▶ **RECORDS FOR THIS EXERCISE**
>>>>>

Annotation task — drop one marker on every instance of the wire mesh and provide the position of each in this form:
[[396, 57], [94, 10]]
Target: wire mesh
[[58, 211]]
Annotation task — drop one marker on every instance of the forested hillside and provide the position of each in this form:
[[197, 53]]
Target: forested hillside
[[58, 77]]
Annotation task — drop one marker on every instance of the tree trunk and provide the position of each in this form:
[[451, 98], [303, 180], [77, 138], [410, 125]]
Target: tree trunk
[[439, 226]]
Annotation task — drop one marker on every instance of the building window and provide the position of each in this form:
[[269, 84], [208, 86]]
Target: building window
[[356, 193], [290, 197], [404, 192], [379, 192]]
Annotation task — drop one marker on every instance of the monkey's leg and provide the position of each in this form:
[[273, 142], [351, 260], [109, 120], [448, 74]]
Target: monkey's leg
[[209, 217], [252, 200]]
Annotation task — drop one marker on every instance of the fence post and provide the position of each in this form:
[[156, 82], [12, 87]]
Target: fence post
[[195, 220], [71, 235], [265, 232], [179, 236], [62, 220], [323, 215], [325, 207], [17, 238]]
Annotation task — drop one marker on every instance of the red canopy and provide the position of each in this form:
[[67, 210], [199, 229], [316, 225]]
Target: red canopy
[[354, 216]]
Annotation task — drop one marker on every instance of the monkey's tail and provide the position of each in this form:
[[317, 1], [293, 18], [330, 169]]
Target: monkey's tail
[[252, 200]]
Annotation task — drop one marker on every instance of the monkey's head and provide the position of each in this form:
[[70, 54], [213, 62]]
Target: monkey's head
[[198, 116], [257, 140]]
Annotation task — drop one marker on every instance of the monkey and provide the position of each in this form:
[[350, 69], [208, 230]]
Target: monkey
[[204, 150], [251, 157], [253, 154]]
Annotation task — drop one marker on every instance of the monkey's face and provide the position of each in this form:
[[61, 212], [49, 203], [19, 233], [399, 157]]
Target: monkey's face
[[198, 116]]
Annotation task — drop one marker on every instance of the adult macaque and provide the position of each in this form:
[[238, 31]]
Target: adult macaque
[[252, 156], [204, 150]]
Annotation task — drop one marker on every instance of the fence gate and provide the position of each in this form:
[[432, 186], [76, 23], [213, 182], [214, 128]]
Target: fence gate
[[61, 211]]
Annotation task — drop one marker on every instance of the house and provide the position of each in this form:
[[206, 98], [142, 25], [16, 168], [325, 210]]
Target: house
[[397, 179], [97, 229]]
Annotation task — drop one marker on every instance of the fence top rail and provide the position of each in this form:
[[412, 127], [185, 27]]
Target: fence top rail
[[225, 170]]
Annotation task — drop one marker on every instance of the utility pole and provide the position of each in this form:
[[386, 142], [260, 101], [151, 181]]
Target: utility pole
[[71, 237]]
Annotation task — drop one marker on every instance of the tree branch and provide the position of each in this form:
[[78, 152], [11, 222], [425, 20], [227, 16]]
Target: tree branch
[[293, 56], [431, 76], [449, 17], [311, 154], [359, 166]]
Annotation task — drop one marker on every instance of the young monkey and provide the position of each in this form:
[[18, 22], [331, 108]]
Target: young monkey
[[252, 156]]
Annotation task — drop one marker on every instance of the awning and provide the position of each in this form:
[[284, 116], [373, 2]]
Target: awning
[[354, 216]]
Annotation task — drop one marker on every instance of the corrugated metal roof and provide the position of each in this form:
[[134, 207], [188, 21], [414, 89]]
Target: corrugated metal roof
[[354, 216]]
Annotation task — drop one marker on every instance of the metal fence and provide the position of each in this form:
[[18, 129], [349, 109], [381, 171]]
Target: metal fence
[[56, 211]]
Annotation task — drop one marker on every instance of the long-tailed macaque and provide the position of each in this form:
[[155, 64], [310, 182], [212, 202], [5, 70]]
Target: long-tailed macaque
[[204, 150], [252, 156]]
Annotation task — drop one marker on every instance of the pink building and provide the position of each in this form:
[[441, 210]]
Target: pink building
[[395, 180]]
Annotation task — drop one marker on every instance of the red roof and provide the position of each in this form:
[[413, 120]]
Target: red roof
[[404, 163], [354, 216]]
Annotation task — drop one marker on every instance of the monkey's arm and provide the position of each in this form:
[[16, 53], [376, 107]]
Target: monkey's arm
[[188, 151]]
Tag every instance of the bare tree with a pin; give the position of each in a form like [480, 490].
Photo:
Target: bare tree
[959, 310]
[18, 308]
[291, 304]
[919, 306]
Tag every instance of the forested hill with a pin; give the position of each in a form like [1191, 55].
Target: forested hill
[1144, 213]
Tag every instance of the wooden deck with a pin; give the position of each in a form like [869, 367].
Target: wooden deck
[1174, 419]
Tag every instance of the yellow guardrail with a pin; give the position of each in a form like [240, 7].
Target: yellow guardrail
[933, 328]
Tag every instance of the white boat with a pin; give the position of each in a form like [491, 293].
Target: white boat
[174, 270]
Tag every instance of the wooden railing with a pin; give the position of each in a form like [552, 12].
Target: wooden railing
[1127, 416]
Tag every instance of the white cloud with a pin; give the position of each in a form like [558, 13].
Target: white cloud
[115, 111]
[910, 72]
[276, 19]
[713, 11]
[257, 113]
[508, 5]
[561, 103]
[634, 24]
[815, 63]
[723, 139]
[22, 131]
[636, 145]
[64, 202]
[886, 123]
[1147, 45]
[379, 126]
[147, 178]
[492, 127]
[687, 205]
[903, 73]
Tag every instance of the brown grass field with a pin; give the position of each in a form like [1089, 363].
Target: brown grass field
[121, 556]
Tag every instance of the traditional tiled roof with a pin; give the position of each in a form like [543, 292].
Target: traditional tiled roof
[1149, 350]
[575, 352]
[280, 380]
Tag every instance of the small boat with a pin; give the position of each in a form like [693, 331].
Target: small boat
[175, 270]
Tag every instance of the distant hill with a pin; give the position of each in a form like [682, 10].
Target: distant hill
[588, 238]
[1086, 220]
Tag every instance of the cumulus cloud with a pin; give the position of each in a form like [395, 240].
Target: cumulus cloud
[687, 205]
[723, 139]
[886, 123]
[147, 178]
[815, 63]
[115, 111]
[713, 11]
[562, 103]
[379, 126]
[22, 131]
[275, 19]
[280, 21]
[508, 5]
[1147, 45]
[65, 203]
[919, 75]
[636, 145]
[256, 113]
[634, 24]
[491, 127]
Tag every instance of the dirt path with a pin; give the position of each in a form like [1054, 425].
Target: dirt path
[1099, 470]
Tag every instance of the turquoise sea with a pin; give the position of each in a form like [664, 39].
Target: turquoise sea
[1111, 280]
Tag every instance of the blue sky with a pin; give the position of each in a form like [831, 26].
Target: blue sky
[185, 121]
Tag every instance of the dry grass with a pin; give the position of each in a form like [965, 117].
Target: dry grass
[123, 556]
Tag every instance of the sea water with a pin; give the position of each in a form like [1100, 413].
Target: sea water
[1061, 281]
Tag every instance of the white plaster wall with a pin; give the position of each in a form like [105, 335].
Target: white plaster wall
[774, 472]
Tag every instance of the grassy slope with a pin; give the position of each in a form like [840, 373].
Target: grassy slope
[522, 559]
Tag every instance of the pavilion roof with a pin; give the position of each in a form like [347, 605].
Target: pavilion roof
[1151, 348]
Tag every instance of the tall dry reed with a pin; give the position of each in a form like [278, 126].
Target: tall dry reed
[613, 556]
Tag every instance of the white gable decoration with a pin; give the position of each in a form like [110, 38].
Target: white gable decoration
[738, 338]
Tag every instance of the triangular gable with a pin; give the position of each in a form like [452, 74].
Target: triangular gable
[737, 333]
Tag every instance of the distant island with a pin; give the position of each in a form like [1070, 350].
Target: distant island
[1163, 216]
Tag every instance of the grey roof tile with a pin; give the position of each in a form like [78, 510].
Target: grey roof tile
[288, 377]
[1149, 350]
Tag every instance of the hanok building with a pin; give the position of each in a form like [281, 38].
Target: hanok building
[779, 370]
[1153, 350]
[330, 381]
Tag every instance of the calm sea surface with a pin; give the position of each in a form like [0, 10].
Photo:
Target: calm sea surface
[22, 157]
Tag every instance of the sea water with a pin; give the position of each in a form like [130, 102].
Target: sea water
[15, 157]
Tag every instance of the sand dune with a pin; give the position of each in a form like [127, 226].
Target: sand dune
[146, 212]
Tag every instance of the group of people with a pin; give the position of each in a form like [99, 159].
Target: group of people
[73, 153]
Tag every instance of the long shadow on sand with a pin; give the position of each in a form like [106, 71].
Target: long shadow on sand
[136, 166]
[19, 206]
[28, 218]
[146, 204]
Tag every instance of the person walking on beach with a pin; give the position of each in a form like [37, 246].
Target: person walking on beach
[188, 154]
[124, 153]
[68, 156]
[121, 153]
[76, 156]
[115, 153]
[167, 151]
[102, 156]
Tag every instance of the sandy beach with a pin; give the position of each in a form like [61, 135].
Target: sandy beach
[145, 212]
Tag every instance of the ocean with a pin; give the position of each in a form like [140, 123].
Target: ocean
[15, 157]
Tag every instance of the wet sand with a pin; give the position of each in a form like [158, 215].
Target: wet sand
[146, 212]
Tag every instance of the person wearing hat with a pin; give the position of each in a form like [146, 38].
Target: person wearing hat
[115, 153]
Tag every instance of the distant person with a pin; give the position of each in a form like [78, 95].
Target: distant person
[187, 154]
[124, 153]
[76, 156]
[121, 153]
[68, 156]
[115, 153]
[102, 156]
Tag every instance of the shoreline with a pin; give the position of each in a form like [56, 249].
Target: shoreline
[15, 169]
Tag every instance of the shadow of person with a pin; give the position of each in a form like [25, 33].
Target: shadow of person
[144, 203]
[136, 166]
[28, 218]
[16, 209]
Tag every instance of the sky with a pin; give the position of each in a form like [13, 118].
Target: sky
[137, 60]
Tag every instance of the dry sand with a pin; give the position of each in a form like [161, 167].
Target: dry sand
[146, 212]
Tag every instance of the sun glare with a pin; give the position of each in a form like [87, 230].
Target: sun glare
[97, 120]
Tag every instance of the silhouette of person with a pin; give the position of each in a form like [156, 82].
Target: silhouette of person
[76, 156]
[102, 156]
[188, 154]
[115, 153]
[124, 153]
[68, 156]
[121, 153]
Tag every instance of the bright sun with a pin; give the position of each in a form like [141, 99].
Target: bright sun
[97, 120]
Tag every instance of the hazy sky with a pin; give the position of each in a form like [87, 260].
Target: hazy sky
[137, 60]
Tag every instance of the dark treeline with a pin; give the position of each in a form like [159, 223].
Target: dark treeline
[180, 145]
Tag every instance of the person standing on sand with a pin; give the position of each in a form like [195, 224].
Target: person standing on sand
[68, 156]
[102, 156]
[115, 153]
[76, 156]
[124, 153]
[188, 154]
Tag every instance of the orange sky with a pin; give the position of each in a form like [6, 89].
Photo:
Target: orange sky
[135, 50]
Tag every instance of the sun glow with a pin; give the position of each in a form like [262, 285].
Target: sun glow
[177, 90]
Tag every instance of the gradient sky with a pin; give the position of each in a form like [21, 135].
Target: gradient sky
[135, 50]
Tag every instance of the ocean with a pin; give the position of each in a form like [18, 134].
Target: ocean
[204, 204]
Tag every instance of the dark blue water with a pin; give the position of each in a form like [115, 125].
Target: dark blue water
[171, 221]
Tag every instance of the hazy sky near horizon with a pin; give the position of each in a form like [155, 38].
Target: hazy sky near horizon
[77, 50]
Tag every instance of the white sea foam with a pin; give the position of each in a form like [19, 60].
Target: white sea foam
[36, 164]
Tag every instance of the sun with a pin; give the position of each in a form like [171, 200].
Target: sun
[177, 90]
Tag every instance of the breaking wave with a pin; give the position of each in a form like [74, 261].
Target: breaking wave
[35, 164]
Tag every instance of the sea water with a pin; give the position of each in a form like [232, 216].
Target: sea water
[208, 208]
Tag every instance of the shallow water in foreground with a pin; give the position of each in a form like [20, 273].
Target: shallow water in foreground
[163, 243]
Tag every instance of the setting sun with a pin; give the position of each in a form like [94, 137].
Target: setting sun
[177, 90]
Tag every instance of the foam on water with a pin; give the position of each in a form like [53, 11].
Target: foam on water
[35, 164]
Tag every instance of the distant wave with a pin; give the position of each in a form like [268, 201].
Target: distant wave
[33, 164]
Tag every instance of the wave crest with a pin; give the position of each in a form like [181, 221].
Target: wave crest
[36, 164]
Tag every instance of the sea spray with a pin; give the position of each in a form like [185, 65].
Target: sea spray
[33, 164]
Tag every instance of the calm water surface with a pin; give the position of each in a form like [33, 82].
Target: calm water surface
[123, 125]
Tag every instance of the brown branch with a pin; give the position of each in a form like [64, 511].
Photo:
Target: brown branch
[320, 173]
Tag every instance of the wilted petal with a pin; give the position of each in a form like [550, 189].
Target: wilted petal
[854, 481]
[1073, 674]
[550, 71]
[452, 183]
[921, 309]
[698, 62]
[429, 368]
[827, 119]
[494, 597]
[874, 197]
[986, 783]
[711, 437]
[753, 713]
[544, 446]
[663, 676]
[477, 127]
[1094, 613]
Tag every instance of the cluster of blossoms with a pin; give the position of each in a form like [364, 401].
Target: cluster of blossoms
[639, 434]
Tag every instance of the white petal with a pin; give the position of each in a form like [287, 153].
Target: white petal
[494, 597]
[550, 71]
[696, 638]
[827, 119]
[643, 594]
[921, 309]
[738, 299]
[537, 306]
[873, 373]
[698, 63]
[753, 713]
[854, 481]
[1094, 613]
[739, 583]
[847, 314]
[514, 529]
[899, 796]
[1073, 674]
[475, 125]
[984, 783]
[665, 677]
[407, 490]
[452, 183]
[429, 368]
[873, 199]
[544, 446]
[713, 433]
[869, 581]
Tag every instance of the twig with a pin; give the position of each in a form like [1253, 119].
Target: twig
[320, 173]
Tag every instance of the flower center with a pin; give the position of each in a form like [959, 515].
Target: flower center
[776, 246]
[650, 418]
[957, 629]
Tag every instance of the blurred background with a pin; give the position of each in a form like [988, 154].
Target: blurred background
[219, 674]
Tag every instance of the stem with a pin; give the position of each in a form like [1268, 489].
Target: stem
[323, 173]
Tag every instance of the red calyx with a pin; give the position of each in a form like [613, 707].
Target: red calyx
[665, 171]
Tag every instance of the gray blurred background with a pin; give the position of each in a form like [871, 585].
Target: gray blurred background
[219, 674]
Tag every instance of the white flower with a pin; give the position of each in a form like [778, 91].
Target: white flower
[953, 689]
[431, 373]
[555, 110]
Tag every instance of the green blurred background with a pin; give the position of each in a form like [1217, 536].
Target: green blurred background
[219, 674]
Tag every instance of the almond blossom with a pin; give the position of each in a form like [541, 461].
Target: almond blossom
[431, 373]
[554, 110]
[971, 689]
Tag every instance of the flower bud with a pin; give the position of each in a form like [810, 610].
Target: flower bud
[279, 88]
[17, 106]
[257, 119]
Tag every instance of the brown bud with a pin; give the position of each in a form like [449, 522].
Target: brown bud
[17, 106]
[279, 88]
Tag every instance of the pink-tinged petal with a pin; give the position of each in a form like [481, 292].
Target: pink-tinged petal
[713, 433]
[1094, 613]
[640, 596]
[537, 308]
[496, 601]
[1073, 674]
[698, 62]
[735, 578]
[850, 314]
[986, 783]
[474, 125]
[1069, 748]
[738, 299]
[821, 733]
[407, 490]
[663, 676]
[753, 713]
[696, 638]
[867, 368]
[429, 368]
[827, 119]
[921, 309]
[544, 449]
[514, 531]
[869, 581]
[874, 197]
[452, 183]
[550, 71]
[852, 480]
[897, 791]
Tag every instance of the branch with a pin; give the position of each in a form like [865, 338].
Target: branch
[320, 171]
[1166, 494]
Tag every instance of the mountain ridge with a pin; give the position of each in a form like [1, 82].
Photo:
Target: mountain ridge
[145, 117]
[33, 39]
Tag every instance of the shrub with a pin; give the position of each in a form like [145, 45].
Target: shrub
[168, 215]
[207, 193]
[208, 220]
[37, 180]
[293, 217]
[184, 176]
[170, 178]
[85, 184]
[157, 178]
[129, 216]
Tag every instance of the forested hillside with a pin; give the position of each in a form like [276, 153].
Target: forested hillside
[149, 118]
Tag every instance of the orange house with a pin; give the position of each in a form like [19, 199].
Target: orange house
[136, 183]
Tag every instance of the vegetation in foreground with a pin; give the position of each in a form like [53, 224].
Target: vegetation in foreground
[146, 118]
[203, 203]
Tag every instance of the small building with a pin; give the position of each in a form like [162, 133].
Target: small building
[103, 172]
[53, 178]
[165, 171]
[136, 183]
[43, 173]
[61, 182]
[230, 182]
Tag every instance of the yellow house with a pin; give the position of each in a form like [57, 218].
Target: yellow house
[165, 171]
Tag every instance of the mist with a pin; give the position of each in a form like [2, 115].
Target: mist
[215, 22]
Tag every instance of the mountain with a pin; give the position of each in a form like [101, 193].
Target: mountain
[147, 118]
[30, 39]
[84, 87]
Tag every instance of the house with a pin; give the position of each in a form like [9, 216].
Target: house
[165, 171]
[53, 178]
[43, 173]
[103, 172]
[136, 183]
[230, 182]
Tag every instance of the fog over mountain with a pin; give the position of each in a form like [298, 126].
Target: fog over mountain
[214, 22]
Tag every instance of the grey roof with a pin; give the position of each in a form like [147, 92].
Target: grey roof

<<<<<

▶ **PROBLEM TO WORK ON**
Write out, from the lines above, only those from the line with "[[134, 207], [188, 21], [414, 89]]" to the line with "the monkey's arm", exactly as given, including the first and the last.

▶ **ANSWER SPACE**
[[134, 207], [188, 21], [414, 89]]
Target: corrugated metal roof
[[354, 216]]
Annotation task — drop one marker on every instance of the metal fence and provide the position of each in this form:
[[18, 129], [349, 109], [381, 171]]
Target: metal fence
[[56, 211]]
Annotation task — drop one marker on every instance of the long-tailed macaque and provide the position of each in this form:
[[155, 64], [310, 182], [212, 202], [5, 70]]
Target: long-tailed macaque
[[204, 150], [252, 156]]
Annotation task — drop one marker on every instance of the pink building and provide the position of each in this form:
[[441, 210]]
Target: pink building
[[395, 180]]
Annotation task — drop one marker on every instance of the red roof and provide the position of each in this form:
[[413, 120]]
Target: red roof
[[404, 163], [354, 216]]
Annotation task — drop one marker on every instance of the monkey's arm and provide the position of each in this form:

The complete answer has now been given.